# Recorded information:

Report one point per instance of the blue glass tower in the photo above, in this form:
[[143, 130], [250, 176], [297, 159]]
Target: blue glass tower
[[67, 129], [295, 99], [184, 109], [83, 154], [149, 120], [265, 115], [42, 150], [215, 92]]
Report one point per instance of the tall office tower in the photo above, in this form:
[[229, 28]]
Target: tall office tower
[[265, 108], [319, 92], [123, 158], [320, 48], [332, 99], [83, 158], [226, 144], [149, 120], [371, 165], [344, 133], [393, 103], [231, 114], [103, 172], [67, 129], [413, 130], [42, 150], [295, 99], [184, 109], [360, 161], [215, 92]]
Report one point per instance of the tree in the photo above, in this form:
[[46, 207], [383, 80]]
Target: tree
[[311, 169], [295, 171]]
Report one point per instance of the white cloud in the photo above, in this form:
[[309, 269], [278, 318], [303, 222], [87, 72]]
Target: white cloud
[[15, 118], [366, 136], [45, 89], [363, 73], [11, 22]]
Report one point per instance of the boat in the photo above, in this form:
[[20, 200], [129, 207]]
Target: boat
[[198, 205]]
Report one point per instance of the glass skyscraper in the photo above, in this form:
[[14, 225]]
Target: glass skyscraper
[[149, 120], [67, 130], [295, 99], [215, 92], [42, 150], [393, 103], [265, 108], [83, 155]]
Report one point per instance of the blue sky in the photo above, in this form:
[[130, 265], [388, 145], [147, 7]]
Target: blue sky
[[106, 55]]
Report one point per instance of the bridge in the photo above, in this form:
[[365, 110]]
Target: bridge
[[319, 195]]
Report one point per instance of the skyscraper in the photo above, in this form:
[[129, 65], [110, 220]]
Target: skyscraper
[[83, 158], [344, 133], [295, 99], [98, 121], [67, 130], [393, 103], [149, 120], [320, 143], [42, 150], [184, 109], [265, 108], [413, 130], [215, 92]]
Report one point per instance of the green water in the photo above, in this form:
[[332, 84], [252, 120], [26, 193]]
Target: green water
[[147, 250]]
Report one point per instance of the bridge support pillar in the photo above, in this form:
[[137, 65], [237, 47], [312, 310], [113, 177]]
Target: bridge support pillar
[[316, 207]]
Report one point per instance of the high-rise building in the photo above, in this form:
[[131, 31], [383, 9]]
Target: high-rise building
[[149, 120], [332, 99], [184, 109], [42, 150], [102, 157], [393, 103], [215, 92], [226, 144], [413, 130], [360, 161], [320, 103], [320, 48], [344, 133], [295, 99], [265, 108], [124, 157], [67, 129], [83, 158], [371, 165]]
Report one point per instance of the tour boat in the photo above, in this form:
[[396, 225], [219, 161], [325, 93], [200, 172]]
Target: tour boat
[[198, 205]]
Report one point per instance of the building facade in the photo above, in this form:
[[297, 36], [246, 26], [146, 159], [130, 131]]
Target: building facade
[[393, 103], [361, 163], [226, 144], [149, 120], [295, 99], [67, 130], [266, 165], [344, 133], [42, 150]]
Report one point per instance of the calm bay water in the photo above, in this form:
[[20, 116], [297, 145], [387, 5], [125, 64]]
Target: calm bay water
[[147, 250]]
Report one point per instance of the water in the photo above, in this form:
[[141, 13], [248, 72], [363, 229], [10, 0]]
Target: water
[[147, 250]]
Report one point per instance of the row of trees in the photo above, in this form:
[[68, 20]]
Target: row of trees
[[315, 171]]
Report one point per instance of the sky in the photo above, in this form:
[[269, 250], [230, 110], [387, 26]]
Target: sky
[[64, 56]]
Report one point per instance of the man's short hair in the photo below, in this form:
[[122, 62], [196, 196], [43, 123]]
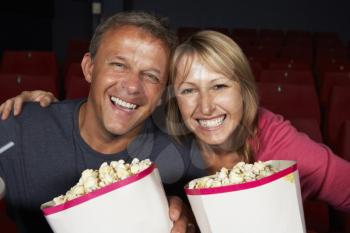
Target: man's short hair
[[158, 27]]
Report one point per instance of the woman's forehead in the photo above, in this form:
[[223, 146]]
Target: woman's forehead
[[194, 65]]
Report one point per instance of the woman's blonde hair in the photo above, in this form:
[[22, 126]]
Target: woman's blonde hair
[[224, 56]]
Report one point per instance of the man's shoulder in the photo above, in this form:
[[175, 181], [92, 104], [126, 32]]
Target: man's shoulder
[[34, 111]]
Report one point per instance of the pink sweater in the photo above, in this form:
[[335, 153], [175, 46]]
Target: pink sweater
[[323, 175]]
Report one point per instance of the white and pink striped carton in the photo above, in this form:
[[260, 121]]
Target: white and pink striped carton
[[133, 205], [272, 204]]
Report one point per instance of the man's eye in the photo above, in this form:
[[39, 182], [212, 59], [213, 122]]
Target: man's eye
[[153, 78], [118, 65]]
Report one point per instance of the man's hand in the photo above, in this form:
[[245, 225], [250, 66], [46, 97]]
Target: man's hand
[[181, 216], [43, 97]]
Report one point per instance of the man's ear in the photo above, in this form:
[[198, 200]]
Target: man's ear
[[87, 66]]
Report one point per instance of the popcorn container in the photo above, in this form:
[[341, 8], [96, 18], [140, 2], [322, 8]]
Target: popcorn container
[[133, 205], [272, 204]]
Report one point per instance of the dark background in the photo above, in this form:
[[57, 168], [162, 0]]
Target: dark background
[[50, 24]]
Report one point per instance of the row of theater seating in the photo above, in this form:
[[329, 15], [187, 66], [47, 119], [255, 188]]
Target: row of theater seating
[[312, 93]]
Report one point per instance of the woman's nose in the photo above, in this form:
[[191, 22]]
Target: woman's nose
[[206, 104]]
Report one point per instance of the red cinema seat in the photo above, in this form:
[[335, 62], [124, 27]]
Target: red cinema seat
[[331, 79], [74, 71], [297, 52], [77, 87], [12, 85], [289, 64], [290, 100], [343, 147], [309, 126], [316, 216], [30, 63], [300, 77], [337, 113], [75, 51]]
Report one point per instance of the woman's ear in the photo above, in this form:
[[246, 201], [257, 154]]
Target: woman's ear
[[160, 102], [87, 66]]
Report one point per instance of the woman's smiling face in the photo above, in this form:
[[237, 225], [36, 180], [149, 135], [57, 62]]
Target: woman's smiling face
[[210, 103]]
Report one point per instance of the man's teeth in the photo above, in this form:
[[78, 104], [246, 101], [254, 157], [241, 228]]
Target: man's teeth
[[212, 123], [122, 103]]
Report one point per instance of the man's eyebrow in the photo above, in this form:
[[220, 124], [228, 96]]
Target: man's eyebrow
[[117, 57], [153, 70]]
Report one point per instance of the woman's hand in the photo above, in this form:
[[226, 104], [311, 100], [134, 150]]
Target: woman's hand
[[45, 98], [181, 216]]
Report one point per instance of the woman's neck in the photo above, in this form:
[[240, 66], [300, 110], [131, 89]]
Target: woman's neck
[[216, 157]]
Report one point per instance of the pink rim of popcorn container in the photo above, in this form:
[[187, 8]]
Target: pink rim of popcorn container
[[123, 206], [272, 204]]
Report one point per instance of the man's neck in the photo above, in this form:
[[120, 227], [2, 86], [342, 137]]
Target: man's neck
[[101, 140]]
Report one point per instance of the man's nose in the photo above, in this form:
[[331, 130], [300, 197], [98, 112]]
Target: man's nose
[[207, 105], [132, 84]]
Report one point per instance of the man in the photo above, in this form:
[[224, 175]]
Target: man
[[47, 148]]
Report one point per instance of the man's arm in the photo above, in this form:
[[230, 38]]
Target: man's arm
[[43, 97]]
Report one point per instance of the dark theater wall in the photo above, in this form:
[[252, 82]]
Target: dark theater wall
[[310, 15]]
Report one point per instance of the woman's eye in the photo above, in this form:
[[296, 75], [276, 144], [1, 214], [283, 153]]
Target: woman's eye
[[219, 86]]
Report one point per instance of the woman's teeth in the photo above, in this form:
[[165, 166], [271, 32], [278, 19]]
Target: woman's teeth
[[123, 104], [212, 123]]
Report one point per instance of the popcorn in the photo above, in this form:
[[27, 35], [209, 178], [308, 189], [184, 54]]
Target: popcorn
[[242, 172], [91, 180]]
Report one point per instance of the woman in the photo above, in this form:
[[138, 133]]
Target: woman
[[217, 103], [216, 110]]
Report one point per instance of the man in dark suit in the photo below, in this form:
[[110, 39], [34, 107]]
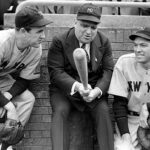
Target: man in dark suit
[[66, 89]]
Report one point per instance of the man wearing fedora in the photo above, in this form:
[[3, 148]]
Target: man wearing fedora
[[130, 86], [66, 89], [20, 53]]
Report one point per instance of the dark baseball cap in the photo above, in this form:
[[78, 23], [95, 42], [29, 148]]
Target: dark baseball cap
[[143, 33], [30, 17], [89, 12]]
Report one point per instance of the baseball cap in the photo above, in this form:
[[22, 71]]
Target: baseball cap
[[30, 17], [143, 33], [89, 12]]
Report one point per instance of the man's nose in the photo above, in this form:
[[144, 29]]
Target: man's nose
[[138, 49], [43, 35], [88, 30]]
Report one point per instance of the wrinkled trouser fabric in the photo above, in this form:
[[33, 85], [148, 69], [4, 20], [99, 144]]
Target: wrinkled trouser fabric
[[23, 102], [60, 130]]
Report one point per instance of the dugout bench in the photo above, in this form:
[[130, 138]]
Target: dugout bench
[[37, 132]]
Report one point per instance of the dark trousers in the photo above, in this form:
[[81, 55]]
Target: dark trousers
[[61, 107]]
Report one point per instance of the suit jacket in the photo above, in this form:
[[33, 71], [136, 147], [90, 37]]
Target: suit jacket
[[61, 65]]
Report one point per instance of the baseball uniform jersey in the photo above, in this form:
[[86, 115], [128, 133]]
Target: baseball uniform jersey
[[12, 60], [132, 81]]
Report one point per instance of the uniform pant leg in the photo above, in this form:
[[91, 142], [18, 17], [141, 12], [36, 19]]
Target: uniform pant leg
[[24, 104], [103, 126], [60, 126]]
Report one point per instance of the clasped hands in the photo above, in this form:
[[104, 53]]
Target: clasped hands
[[10, 108], [88, 94]]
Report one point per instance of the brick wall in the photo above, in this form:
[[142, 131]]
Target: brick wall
[[37, 134]]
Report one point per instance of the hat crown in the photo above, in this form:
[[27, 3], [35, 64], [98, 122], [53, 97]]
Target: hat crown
[[89, 10], [30, 17]]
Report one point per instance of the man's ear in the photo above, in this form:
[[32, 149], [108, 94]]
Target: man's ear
[[23, 30]]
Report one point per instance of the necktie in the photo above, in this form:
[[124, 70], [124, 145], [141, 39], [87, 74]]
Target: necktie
[[87, 56]]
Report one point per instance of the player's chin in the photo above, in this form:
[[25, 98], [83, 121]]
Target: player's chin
[[36, 45]]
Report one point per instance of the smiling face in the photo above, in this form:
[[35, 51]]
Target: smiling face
[[85, 31], [35, 36], [142, 50]]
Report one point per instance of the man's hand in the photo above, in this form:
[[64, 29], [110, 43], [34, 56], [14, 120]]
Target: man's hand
[[83, 92], [92, 94], [11, 111], [144, 116]]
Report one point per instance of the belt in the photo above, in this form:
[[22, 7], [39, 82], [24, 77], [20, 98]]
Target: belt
[[133, 113]]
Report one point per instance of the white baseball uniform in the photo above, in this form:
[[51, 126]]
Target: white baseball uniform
[[132, 81], [24, 64]]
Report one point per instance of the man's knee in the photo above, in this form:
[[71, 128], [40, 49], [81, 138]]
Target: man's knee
[[103, 107]]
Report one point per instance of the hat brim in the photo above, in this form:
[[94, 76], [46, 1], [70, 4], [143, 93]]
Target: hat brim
[[142, 35], [88, 18], [40, 23]]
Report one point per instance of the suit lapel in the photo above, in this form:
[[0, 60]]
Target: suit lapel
[[95, 53], [71, 44]]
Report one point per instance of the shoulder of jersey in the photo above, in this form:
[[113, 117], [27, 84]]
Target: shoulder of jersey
[[127, 58]]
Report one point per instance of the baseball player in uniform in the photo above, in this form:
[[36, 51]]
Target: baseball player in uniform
[[130, 86], [20, 53]]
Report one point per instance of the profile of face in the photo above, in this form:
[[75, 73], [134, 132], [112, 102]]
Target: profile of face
[[85, 31], [35, 36], [142, 50]]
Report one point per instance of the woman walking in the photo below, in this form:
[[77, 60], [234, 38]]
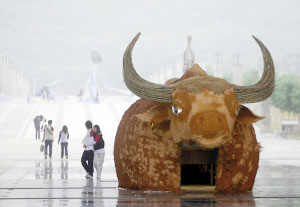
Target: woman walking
[[63, 139], [99, 151], [48, 138]]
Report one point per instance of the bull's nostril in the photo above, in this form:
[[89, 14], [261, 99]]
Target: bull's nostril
[[209, 123]]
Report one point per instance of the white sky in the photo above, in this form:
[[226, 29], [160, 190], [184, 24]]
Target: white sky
[[52, 40]]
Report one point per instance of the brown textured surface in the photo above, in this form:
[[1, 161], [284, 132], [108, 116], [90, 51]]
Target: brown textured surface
[[148, 157], [145, 158], [238, 160]]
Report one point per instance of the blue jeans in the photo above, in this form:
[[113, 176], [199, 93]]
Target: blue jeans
[[64, 149], [48, 143]]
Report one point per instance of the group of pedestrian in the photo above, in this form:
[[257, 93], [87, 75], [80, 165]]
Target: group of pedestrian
[[41, 124], [94, 152], [93, 144]]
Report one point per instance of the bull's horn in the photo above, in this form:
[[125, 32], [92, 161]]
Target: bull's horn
[[139, 86], [264, 87]]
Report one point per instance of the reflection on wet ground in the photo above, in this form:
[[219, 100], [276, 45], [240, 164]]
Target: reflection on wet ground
[[62, 183]]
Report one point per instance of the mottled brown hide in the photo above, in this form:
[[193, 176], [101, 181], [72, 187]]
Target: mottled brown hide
[[201, 124], [238, 160], [145, 158], [150, 137], [156, 114]]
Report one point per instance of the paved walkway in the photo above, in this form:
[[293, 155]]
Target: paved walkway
[[26, 179]]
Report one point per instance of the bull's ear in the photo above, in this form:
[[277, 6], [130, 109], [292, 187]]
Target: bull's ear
[[246, 116], [156, 114]]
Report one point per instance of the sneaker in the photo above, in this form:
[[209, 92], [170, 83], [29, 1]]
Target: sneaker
[[89, 176]]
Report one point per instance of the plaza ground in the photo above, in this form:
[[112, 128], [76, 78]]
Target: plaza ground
[[27, 179]]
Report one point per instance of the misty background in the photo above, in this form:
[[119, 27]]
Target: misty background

# Problem to solve:
Everything from the line with "Report one point per instance of the bull's horn" through the last line of the material above should be echoed exactly, and nothing else.

# Completed exercise:
Report one point per instance of the bull's horn in the photo above, in this form:
[[125, 32], [92, 161]]
Target: bull's horn
[[139, 86], [264, 87]]
Report one point per instance of the reflection on wet ground in the photo above, in this form:
[[219, 100], [276, 45], [240, 164]]
Target: reflection on wet ground
[[62, 183]]
Report one point per instance of the mottled brown hide in the photo above, in this form:
[[193, 176], [101, 181], [72, 187]]
Target: mottled brown hide
[[201, 124], [238, 160], [145, 158], [150, 137], [156, 114]]
Report one point per instance of the paved walkway in the photo above, in this form:
[[293, 155]]
Target: paved walkway
[[26, 179]]
Report one point per instance of the bull's ear in the photo above, in this form:
[[277, 6], [130, 109], [292, 187]]
Target: bull's ear
[[246, 116], [156, 114]]
Report one point per instance of the sneaker in the photo above, in this form:
[[209, 92], [170, 83], [29, 1]]
Target: sneaker
[[89, 176]]
Report one point per instance of the plaza ground in the photo above, in this form:
[[112, 128], [76, 78]]
Target: plaza ground
[[27, 179]]
Report one point per instance of the misty background in the photo above, in this form:
[[119, 27]]
Target: misty background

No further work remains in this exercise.